YOUR OBJECTIVE:
Taking the line that contains "Task: locate the white eyeglasses" as the first and the final line of the records as the last, write out every line between them exactly, ends included, and nothing else.

DATA FOR THIS TASK:
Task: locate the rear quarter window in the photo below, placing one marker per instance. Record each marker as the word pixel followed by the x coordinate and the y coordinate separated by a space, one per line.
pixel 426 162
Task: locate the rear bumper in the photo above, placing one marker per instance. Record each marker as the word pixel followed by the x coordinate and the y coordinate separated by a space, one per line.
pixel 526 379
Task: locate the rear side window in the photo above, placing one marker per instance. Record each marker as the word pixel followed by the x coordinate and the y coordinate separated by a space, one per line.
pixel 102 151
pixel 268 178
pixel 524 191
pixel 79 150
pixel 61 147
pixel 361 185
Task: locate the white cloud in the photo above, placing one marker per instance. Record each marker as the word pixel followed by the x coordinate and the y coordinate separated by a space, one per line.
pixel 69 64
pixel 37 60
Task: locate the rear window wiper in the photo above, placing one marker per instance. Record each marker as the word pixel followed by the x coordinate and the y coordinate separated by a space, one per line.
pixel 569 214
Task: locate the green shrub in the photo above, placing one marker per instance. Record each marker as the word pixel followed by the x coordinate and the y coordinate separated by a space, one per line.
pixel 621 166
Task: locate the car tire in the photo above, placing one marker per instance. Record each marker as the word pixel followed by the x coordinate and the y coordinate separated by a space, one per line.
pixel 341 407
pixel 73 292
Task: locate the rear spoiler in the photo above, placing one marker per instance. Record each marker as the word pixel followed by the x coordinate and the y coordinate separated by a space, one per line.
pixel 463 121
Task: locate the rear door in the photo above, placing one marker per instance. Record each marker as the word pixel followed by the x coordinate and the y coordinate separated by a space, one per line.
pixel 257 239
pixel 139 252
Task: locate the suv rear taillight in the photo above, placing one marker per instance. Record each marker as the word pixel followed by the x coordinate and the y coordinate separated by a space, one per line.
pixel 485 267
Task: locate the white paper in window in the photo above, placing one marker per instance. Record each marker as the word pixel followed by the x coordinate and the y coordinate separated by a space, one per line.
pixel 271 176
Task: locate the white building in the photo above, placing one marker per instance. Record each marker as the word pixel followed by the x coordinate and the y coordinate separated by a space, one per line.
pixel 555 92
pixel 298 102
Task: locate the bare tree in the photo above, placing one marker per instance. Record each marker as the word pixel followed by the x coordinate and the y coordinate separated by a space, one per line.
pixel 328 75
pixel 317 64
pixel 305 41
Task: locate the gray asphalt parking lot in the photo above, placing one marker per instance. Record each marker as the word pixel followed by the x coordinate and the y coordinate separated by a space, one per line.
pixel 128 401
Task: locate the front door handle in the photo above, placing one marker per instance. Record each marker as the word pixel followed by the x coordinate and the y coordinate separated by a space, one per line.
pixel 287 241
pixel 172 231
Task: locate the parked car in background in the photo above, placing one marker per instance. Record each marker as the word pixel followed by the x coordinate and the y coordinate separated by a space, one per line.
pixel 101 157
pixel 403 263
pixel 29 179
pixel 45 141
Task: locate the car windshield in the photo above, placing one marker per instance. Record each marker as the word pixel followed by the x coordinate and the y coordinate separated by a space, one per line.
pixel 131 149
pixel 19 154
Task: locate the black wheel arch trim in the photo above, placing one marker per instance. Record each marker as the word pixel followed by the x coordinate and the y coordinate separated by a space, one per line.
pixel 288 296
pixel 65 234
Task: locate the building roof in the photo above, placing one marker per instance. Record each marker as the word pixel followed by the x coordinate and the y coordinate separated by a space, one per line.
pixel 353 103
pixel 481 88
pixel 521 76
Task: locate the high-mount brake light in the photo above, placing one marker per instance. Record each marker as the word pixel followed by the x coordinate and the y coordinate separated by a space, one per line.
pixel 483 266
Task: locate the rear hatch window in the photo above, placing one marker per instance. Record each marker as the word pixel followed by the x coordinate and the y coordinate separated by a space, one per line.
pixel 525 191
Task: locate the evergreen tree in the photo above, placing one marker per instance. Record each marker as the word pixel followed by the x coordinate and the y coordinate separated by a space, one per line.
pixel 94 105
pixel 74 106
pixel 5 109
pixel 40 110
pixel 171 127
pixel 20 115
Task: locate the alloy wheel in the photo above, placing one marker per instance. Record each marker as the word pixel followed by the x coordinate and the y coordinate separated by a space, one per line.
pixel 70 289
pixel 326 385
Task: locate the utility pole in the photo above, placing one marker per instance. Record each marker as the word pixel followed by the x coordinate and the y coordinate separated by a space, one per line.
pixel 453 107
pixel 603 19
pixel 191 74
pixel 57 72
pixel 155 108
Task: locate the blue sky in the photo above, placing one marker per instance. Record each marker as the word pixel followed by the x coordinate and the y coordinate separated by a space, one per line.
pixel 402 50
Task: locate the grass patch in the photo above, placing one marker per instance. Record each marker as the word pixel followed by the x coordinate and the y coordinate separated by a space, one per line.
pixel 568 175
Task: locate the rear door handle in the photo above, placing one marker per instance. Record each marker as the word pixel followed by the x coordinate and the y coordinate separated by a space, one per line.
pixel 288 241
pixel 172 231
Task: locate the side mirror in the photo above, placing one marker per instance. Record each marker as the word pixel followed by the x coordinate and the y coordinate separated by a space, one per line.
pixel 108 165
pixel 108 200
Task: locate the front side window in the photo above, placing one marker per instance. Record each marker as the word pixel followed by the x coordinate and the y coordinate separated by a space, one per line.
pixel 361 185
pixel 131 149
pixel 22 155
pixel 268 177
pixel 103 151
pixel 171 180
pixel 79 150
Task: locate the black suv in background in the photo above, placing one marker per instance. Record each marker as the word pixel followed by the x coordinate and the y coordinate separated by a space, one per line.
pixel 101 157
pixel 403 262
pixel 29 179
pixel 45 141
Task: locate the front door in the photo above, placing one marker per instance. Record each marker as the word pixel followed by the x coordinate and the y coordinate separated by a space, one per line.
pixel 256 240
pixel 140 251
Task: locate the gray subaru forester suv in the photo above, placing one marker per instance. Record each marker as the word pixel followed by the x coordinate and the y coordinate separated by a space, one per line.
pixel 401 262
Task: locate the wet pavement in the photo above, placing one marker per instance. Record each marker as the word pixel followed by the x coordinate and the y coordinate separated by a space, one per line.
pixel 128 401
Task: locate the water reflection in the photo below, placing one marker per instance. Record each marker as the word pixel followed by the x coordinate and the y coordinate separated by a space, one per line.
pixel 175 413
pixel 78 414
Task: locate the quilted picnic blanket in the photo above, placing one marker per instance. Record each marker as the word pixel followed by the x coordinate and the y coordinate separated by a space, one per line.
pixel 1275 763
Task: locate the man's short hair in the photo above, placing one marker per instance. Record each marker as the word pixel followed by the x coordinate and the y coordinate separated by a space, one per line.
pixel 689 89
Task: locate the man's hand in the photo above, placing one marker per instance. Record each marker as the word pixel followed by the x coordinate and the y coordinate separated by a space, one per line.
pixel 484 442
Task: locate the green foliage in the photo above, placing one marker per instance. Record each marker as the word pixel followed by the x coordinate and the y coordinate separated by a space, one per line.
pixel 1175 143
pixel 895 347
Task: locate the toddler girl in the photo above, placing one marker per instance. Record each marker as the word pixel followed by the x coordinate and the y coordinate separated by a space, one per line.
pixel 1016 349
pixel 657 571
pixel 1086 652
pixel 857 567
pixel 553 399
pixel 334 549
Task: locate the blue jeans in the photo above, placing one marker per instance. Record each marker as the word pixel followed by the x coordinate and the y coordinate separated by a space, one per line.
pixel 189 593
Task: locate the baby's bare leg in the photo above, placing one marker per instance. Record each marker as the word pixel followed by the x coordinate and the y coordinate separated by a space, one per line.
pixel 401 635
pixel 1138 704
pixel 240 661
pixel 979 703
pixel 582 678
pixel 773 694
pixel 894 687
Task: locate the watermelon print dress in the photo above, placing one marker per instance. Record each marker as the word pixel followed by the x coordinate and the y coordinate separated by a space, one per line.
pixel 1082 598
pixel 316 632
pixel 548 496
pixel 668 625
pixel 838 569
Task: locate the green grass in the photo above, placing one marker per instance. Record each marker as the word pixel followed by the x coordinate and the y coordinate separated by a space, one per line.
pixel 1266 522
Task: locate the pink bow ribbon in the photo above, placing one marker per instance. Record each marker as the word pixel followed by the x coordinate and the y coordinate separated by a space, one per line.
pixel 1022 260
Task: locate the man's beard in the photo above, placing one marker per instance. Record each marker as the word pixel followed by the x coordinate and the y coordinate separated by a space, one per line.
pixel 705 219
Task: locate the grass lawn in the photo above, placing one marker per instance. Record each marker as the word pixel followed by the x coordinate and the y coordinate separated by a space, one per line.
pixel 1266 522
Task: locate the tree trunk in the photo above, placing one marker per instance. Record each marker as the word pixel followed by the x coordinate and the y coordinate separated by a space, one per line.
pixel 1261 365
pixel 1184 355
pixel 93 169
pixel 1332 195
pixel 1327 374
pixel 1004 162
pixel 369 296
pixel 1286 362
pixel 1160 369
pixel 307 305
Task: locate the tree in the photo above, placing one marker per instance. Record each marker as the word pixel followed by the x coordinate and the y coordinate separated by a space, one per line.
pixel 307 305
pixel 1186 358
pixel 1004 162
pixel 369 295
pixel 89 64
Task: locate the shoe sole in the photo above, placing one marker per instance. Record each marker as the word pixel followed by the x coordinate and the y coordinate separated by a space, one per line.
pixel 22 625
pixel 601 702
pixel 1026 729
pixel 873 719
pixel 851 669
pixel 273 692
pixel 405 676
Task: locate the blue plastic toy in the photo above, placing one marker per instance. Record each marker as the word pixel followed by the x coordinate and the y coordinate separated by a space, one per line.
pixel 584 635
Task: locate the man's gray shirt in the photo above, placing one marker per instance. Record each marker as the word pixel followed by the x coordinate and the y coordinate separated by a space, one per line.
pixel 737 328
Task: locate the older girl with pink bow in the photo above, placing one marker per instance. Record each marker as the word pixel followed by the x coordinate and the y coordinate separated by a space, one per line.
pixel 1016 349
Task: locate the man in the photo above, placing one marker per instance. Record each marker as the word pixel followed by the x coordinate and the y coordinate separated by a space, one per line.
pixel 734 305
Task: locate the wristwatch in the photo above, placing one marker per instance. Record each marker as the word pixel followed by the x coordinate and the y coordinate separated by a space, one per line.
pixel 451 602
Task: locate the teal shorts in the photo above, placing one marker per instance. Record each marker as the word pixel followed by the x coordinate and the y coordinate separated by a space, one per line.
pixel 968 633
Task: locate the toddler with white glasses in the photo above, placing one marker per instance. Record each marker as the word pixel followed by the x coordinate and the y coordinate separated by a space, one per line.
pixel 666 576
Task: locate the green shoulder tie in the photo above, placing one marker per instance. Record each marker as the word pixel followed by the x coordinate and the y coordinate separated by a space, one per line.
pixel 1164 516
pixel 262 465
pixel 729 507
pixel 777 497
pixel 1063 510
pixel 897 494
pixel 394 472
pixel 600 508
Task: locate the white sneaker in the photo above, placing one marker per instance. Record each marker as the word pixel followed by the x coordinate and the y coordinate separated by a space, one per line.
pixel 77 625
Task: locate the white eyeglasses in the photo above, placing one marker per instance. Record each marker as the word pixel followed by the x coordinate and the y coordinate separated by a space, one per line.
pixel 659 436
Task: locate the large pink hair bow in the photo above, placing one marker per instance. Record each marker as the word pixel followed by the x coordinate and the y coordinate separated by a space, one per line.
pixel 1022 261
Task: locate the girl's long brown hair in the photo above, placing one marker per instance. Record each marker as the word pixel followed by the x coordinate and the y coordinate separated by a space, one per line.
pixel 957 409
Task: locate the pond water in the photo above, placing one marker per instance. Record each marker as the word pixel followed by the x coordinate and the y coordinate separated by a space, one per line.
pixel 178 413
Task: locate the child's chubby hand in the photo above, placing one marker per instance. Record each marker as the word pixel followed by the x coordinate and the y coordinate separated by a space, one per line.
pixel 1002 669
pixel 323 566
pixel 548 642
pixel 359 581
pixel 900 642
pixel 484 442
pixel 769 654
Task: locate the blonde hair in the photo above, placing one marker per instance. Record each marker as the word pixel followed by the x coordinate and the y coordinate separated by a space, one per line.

EXERCISE SOLUTION:
Task: locate the white eyeglasses in the photo above, placing one marker per instance. Record each marker as the word pixel followed by the x coordinate and the y coordinate separated by a space, one per line.
pixel 659 436
Task: locate the large pink hair bow in the photo above, placing one marker per instance. Record each marker as the word pixel followed by the x coordinate and the y coordinate separated by a space, one per line.
pixel 1022 261
Task: locate the girl's long brown hair in the photo above, placing one marker per instance. Record each marker as the word pixel followed by the x coordinate and the y coordinate separated by a space, one per line.
pixel 957 409
Task: locate the pond water in the photo above, placing one marker per instance. Record each marker as the word pixel followed by the x coordinate and the y coordinate separated by a space, one per line.
pixel 178 413
Task: locate the child's chubby hand in the photo above, placing one marker per instance. Record each marker as the word pixel followed by the x coordinate and the y coordinate separated by a space, one per line.
pixel 1002 669
pixel 323 566
pixel 548 642
pixel 359 581
pixel 900 642
pixel 484 442
pixel 769 654
Task: locate the blonde hair in the photo above, placing one marker per instance. Record each marker as the word pixel followed by the x coordinate and the y coordinate separated by a space, one per line.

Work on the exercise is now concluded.